* **Given problem**: Copy every line of the records below exactly as it stands, leaving out the pictures.

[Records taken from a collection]
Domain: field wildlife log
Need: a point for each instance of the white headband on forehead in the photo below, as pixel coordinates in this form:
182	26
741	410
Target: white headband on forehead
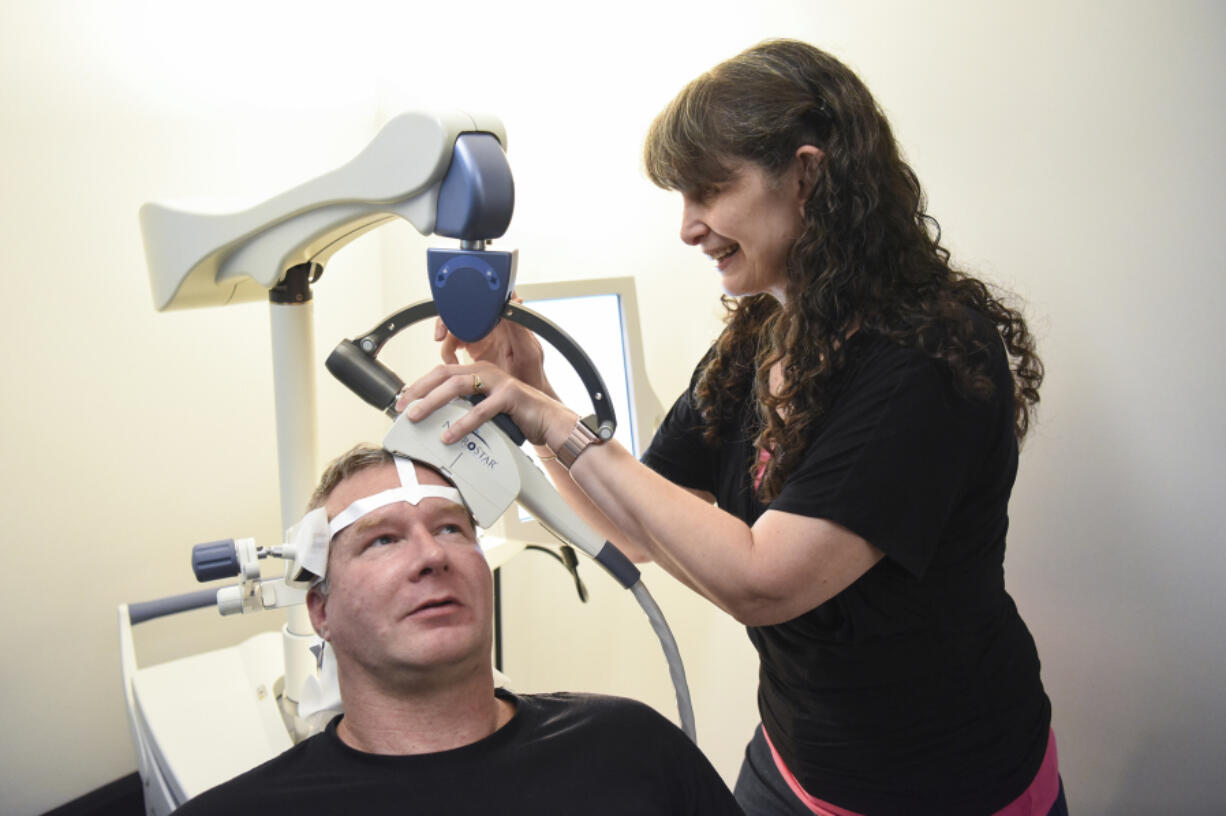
314	533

* **Exercise response**:
Domain: field wildlife log
Need: a point for each instance of the white headband on forehead in the photo below, as pixel coordinates in this form:
182	26
741	410
Target: white headband on forehead
314	533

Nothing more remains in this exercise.